_PROBLEM DETAILS_: Please rewrite the listing below, replacing every occurrence of "smaller ring" with "inner ring" and leaving everything else unchanged. Omit the pictures from your answer.

[BEGIN SUPPLIED DATA]

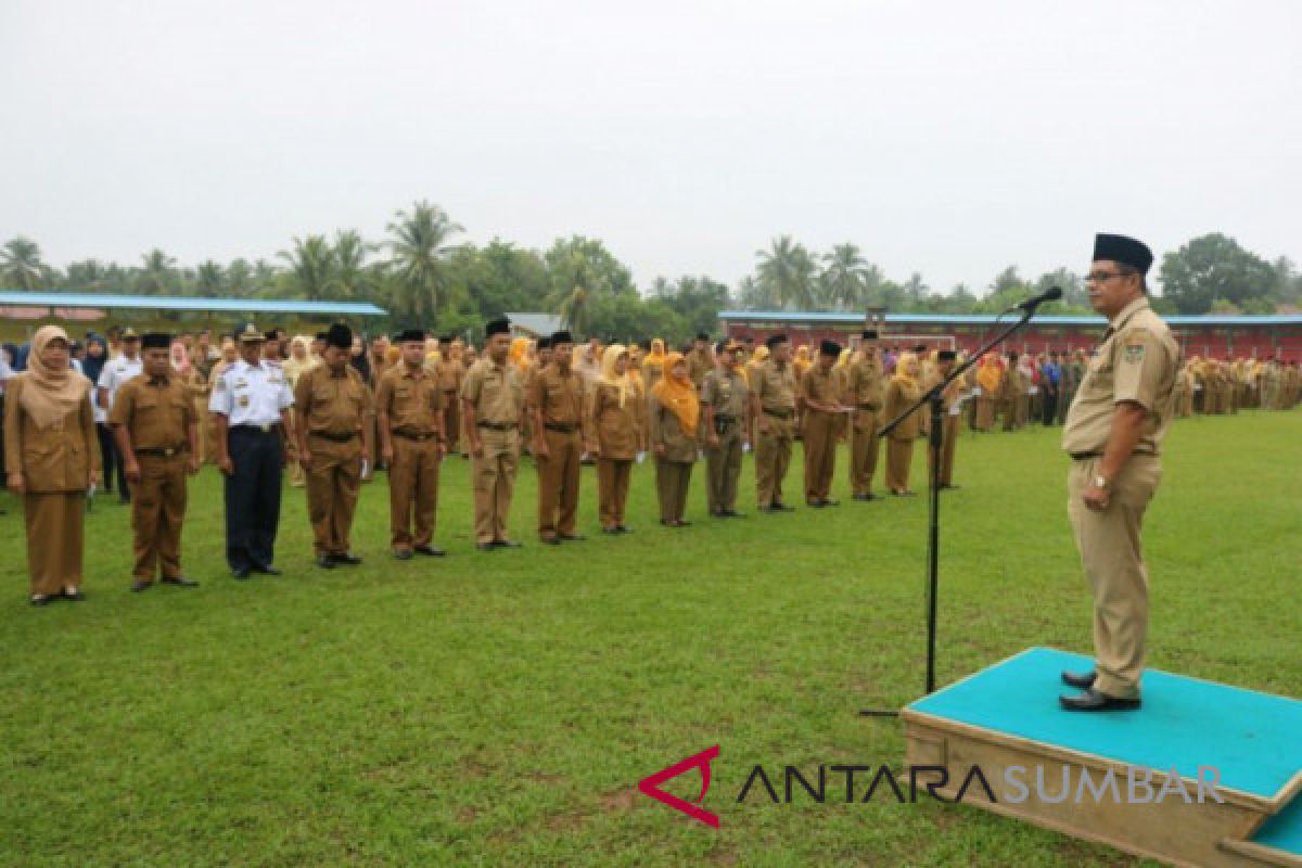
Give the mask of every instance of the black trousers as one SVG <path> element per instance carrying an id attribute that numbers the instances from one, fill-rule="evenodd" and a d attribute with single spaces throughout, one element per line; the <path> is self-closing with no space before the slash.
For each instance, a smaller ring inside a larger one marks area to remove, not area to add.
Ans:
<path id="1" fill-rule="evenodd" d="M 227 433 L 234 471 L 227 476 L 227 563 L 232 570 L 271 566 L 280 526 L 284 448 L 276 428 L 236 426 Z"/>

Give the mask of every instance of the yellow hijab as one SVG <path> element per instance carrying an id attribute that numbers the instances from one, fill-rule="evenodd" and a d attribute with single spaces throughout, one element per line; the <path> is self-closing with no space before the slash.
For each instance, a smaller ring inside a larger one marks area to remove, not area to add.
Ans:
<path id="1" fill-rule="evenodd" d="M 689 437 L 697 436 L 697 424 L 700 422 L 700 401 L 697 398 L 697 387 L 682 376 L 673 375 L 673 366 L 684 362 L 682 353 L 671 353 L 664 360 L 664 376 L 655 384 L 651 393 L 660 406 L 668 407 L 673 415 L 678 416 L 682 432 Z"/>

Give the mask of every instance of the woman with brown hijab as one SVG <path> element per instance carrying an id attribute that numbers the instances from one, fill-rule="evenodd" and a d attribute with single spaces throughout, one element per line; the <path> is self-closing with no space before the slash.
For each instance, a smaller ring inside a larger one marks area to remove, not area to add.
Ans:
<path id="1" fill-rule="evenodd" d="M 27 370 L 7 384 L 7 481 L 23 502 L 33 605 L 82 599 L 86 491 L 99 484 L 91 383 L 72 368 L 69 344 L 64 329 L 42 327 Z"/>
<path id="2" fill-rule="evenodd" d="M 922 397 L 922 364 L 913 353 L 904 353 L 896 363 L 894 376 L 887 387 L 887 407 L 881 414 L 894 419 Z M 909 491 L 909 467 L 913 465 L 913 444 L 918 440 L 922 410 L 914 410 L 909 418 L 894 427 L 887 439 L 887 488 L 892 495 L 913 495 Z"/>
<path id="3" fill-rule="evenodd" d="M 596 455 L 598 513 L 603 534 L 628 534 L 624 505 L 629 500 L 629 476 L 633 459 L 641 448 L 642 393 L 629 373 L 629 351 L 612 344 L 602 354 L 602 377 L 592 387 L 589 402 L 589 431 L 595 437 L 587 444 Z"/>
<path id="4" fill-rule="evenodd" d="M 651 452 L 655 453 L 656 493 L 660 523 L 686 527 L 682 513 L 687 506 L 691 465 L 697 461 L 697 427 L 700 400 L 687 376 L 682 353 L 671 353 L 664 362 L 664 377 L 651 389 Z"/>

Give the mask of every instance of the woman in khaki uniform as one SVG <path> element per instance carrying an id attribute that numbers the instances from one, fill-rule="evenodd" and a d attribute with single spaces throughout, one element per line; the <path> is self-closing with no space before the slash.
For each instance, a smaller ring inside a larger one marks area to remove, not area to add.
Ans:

[END SUPPLIED DATA]

_ANSWER TO THIS EXERCISE_:
Give the mask of every instance of the black trousers as one SVG <path> element per instance carrying an id attribute that numbers the instances from one, fill-rule="evenodd" and a d attribute with single spaces throughout, one element per line; the <path> is self-closing with no space before the slash.
For each instance, a inner ring inside a larger one marks area to remove, not area to add.
Ans:
<path id="1" fill-rule="evenodd" d="M 227 433 L 234 471 L 227 476 L 227 563 L 232 570 L 271 566 L 280 526 L 284 448 L 276 428 L 236 426 Z"/>

Give the mask of every instance of the yellow hijab as one SVG <path> element per instance carrying an id attribute that numbers the instances from one, fill-rule="evenodd" and a d attribute with single spaces throughout, one element per line; the <path> is self-closing with no space before the slash.
For each instance, a inner ring inside a larger one marks area to remove, not area to add.
Ans:
<path id="1" fill-rule="evenodd" d="M 689 437 L 697 436 L 697 424 L 700 422 L 700 401 L 697 398 L 697 387 L 682 376 L 673 375 L 673 366 L 684 362 L 682 353 L 671 353 L 664 360 L 664 376 L 655 384 L 651 393 L 660 406 L 668 407 L 673 415 L 678 416 L 682 432 Z"/>

Give the mask of every instance of the woman with brown hijab as one SVG <path> element per instance carrying an id attribute that numbers the instances from one, fill-rule="evenodd" and a d attribute with single spaces throughout, one element per line; the <path> is self-closing with no space before the slash.
For each instance, a inner ring inside a larger one marks area to remove, not area to add.
Ans:
<path id="1" fill-rule="evenodd" d="M 27 370 L 7 384 L 7 481 L 23 502 L 33 605 L 82 599 L 86 491 L 99 484 L 91 383 L 72 368 L 69 344 L 64 329 L 42 327 Z"/>
<path id="2" fill-rule="evenodd" d="M 922 397 L 922 364 L 913 353 L 904 353 L 896 363 L 894 376 L 887 387 L 887 407 L 881 414 L 894 419 Z M 909 491 L 909 467 L 913 465 L 913 444 L 918 440 L 922 410 L 914 410 L 909 418 L 894 427 L 887 439 L 887 488 L 892 495 L 913 495 Z"/>
<path id="3" fill-rule="evenodd" d="M 596 455 L 598 513 L 603 534 L 628 534 L 624 505 L 629 500 L 629 476 L 633 459 L 641 448 L 642 393 L 629 373 L 629 351 L 612 344 L 602 354 L 602 377 L 592 387 L 589 402 L 589 431 L 595 437 L 587 444 Z"/>
<path id="4" fill-rule="evenodd" d="M 651 452 L 655 453 L 656 493 L 660 523 L 686 527 L 682 513 L 687 506 L 691 465 L 697 461 L 697 427 L 700 400 L 687 376 L 682 353 L 671 353 L 664 362 L 664 377 L 651 389 Z"/>

Give the mask of every instance of the woman in khaki uniform as one SVG <path> element per instance carrying an id attribute that numbers the instances from one, fill-rule="evenodd" and a d attribute with single spaces throughout, one element per line; the <path> is self-closing with no space before the slash.
For each instance, a inner ring inside a larger one marks area to remove, not area to add.
Ans:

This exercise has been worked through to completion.